# AVAILABLE DATA
* * * * * * *
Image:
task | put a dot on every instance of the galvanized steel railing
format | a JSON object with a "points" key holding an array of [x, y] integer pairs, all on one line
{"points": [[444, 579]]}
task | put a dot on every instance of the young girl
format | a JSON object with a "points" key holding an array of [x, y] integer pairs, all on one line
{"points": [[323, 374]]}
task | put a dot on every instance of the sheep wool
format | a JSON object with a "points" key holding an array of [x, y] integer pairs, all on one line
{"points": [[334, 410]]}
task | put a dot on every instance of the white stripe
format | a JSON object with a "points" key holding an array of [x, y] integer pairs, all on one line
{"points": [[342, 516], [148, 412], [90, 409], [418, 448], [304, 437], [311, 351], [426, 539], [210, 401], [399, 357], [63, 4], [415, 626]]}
* * * * * * *
# PROBLEM DETAILS
Find "task" in the data above. Report each line where it appears.

# ANSWER SECTION
task | put a dot on every instance of the galvanized steel railing
task | put a dot on every instance of the young girl
task | put a dot on every instance of the sheep wool
task | put a dot on every instance of the white stripe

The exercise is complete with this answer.